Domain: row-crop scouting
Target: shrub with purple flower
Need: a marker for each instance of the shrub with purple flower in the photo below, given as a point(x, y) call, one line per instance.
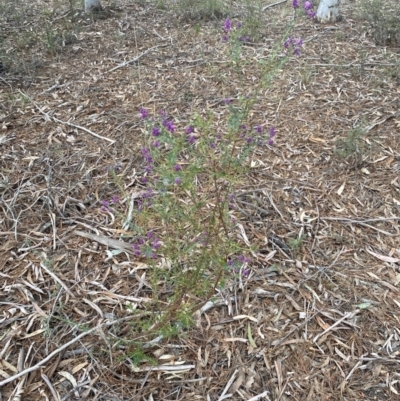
point(292, 45)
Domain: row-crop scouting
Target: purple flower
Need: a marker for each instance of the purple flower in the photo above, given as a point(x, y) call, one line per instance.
point(105, 206)
point(308, 6)
point(169, 125)
point(227, 25)
point(155, 131)
point(143, 113)
point(272, 132)
point(190, 129)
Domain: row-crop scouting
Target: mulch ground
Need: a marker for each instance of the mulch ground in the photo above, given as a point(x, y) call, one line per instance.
point(317, 317)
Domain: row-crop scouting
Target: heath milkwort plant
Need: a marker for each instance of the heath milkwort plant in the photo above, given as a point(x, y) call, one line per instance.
point(184, 219)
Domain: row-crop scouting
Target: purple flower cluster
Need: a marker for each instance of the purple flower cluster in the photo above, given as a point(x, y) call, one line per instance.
point(148, 159)
point(146, 246)
point(169, 125)
point(294, 44)
point(143, 113)
point(190, 138)
point(307, 5)
point(272, 133)
point(202, 239)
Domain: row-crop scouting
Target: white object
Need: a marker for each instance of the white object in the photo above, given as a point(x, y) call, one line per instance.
point(328, 10)
point(92, 5)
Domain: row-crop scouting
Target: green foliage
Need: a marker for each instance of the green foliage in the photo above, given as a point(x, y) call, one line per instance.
point(383, 17)
point(352, 145)
point(253, 20)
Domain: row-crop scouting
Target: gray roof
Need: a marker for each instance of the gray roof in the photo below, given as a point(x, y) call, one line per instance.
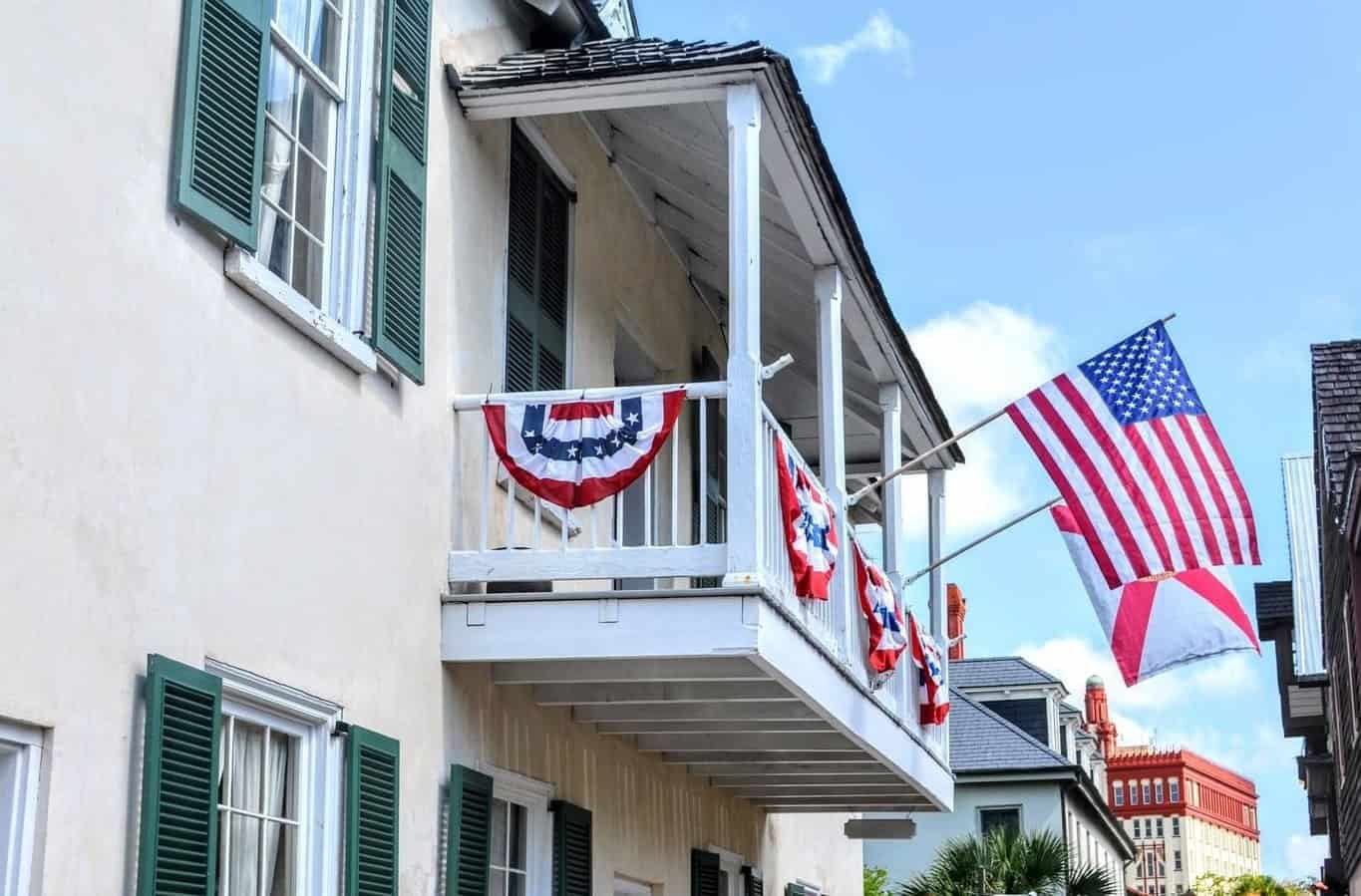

* [What the task requires]
Transcribe every line of the data exactly. No pictures go in the copy.

* [Completed exercise]
Domain: row-crop scouting
Target: shrub with purple flower
Need: a marker for each instance of the shrub with purple flower in the photo below, given as a point(x, y) call, one line per instance.
point(292, 45)
Domain: row-crop scouting
Target: purple flower
Need: a marker for each instance of the purple flower in the photo above, given as a point(x, y) call, one line per instance.
point(105, 206)
point(308, 6)
point(169, 125)
point(227, 25)
point(155, 131)
point(143, 113)
point(272, 132)
point(190, 129)
Domain: row-crop scouting
Target: mulch ground
Need: a marker for each instance of the mulch ground in the photo above, given as a point(x, y) call, one line per instance.
point(317, 317)
Domain: row-crop scouting
Target: heath milkwort plant
Need: a marker for each instance of the heath milkwort plant in the photo above, given as a point(x, y) call, one line per instance.
point(184, 219)
Domain: row-crop scouting
Target: purple flower cluster
Need: a marker for each instance of the purple flower cluster in the photo above, given as a point(x, y) call, one line per instance.
point(148, 159)
point(146, 246)
point(169, 125)
point(294, 44)
point(143, 113)
point(190, 138)
point(307, 5)
point(272, 133)
point(202, 239)
Domain: row-crop scouting
Target: white object
Need: a marker for each instance of the white object in the photo above, given as a point(x, y) call, one line per instance.
point(328, 10)
point(92, 5)
Domain: row-crop scouting
Target: green foliage
Need: a marker for each instance of the green foliage in the photo above, given as a point(x, y) call, one line per instance.
point(383, 17)
point(352, 145)
point(253, 20)
Domain: row-crop scouting
Target: gray roof
Need: a marker for each instance of the gray roof in the photo below, given as a point(x, y) call, one line per instance.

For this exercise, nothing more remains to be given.